Trecho para leitura →
——————

Bob Sousa – Você tem pesquisado o formato de peça-palestra desde “A doença do outro”. Quais elementos deste formato se revelaram mais potentes para tratar de um tema tão urgente como a homofobia institucional?

Ronaldo Serruya – Pra mim o que mais interessa na ideia da peça-palestra é estabelecer o que tenho chamado de “uma dramaturgia da conversa”. Construir no percurso da dramaturgia a reflexão sobre algo (no caso aqui a homofobia institucional) que vai se desdobrando em camadas, onde uma coisa puxa à outra como se o fio da meada fosse sendo desenrolado ali na cena.

Ronaldo Serruya – Tem também o uso dos elementos reconhecíveis nessa ideia da palestra: a mesa, os materiais da pesquisa à mostra, as projeções, o microfone. E tem também algo que durante o trabalho atravessa e transforma a palestra, como se ela fosse virando outra coisa conforme avançamos. Em “ A doença do outro” era a festa, a celebração. No caso do “Chechênia” é a ficção, uma história que é contada e depois recusada.

Bob Sousa – Em CHECHÊNIA: um estudo de caso, realidade e ficção se misturam constantemente. Como você equilibra o relato autobiográfico com a invenção cênica sem perder a força de ambos?

——————

[Dados de localização de expressões]

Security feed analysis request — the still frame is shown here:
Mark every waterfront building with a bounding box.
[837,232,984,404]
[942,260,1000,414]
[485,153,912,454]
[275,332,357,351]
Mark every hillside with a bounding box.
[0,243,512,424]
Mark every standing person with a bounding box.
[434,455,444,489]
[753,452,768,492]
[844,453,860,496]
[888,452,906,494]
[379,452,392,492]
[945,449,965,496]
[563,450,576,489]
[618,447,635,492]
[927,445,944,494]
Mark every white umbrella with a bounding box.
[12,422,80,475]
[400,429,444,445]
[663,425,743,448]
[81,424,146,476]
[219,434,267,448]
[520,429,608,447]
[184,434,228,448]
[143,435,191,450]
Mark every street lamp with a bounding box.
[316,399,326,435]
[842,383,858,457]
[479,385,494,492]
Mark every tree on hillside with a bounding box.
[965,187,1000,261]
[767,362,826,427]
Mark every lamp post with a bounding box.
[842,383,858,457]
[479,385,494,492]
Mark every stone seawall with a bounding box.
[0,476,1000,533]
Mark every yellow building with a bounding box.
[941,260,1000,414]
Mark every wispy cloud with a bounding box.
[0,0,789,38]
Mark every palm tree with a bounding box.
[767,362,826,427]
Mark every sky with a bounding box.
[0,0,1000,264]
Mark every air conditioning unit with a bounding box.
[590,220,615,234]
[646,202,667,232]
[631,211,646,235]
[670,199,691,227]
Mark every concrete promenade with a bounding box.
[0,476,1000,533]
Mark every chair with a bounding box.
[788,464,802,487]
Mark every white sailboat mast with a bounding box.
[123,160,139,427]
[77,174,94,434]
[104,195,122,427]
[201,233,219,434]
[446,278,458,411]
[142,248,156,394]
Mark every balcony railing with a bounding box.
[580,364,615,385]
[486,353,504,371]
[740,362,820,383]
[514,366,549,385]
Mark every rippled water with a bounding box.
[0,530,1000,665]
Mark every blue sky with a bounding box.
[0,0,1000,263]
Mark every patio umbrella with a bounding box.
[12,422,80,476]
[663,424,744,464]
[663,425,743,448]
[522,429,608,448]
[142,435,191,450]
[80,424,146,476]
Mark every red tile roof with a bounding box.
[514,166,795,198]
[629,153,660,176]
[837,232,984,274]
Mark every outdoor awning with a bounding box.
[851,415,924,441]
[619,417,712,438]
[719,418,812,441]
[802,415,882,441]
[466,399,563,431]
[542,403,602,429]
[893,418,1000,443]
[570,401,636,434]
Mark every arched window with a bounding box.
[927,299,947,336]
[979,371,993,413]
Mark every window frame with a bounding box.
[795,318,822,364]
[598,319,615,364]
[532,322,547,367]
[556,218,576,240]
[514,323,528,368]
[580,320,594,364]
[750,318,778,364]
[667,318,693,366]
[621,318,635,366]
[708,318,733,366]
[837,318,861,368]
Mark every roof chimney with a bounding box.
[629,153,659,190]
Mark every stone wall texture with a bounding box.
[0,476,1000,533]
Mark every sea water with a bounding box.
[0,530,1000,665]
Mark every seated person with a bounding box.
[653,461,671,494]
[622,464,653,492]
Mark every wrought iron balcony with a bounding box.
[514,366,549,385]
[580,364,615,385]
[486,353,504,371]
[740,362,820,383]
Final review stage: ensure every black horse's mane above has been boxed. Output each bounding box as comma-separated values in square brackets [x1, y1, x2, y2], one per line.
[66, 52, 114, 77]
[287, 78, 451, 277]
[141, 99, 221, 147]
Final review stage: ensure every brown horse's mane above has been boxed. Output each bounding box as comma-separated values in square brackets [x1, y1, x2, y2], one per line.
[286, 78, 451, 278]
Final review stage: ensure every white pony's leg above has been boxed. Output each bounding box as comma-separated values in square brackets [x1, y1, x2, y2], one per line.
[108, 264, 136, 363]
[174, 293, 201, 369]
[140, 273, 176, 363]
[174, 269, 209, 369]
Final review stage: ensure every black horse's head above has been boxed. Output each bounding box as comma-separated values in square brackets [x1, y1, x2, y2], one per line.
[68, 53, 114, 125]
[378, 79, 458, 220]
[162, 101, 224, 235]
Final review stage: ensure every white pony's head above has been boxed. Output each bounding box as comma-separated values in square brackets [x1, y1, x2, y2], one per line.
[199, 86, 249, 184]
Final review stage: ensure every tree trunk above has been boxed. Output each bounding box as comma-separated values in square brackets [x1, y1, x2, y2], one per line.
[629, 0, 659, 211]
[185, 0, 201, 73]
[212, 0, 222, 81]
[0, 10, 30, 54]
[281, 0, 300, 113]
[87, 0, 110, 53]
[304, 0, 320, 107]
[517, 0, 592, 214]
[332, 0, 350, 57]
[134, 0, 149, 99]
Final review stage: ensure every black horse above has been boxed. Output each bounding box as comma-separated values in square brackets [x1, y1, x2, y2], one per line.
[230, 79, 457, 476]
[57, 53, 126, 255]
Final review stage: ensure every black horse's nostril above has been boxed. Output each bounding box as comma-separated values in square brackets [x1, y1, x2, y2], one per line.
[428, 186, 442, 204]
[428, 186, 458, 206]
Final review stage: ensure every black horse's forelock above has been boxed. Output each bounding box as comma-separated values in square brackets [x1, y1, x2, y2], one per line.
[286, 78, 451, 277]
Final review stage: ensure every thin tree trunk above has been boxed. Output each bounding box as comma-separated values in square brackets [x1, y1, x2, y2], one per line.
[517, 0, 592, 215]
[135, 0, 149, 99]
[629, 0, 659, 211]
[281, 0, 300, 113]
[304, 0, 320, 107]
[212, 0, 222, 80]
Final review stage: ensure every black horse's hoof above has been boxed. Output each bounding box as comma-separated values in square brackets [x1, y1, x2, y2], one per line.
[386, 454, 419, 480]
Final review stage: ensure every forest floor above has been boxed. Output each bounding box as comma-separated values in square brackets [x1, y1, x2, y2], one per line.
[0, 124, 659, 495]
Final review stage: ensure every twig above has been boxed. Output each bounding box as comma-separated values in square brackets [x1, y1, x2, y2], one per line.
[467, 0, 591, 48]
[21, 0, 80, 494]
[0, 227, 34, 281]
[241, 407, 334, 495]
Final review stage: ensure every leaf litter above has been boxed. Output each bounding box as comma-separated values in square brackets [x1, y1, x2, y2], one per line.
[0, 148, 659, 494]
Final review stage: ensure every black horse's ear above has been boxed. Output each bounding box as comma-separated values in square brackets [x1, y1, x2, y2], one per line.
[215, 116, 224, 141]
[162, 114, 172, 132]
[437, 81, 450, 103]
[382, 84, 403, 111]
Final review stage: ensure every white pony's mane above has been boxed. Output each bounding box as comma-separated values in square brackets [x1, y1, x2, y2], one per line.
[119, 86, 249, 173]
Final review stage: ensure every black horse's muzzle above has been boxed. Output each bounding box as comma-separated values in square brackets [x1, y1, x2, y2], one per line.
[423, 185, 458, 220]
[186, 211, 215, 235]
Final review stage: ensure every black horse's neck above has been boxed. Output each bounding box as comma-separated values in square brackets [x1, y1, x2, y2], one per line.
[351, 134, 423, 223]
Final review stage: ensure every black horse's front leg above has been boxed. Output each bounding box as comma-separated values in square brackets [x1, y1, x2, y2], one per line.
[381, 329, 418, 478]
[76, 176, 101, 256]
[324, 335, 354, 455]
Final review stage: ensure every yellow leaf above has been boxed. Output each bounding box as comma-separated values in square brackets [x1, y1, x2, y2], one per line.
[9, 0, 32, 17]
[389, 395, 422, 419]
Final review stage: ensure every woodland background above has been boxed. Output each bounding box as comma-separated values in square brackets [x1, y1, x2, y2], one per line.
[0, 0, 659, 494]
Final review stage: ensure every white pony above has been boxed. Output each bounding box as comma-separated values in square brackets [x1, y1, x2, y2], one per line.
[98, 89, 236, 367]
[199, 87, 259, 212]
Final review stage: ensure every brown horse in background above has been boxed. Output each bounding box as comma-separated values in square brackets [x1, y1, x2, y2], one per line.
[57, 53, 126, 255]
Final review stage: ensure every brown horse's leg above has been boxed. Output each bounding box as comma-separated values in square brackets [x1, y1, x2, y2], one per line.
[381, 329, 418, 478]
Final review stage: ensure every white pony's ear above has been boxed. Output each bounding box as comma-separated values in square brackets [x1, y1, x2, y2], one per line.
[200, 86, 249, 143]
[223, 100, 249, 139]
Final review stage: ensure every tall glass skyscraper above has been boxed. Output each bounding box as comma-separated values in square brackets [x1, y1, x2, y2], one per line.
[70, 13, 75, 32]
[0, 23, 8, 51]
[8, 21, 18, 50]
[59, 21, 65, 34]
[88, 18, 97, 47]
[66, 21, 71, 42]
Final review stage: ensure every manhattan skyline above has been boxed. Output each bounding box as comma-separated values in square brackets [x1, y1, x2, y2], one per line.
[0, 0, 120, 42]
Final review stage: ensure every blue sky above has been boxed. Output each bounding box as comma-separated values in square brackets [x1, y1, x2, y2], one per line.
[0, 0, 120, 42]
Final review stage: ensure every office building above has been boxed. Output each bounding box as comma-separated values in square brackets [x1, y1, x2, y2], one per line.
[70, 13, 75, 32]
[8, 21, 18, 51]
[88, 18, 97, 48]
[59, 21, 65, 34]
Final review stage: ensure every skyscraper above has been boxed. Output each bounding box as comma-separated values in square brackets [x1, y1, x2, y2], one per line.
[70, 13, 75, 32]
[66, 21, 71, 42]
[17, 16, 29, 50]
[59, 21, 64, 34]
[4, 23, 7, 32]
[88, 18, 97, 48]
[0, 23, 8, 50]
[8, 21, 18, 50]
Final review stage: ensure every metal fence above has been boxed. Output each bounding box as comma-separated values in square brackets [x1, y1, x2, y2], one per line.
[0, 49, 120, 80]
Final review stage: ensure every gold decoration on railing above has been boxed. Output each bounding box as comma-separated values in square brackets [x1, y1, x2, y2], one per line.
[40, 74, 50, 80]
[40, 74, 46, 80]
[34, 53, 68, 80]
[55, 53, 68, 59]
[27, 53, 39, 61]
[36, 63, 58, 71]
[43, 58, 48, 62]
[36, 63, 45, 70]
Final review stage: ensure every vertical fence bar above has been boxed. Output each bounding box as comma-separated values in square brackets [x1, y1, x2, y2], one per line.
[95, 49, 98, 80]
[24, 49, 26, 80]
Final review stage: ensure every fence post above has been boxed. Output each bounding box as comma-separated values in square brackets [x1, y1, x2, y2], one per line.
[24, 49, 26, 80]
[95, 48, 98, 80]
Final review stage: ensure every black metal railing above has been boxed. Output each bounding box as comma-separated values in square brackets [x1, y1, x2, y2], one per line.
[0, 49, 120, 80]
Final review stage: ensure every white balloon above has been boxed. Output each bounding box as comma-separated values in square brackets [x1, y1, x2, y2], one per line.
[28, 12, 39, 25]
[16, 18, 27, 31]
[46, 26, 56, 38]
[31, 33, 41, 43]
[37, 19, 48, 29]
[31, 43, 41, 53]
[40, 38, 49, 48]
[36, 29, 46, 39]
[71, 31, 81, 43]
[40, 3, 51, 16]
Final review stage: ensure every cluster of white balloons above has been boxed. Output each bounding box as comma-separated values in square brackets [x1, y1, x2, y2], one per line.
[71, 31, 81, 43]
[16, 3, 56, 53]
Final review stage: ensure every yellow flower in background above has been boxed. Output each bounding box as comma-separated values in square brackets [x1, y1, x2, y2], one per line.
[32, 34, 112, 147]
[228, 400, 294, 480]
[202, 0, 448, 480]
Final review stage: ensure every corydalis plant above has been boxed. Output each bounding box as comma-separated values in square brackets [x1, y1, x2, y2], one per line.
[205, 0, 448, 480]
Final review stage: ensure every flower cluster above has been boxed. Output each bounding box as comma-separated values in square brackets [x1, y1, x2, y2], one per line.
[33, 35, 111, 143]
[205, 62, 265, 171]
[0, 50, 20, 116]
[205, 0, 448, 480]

——————

O que fazer → Transcreva da entrevista o trecho que vai de "Bob Sousa – Você" até "ali na cena.", sem alterar nada. Os registros não têm nenhum papel aqui.

Resposta escrita →
Bob Sousa – Você tem pesquisado o formato de peça-palestra desde “A doença do outro”. Quais elementos deste formato se revelaram mais potentes para tratar de um tema tão urgente como a homofobia institucional?

Ronaldo Serruya – Pra mim o que mais interessa na ideia da peça-palestra é estabelecer o que tenho chamado de “uma dramaturgia da conversa”. Construir no percurso da dramaturgia a reflexão sobre algo (no caso aqui a homofobia institucional) que vai se desdobrando em camadas, onde uma coisa puxa à outra como se o fio da meada fosse sendo desenrolado ali na cena.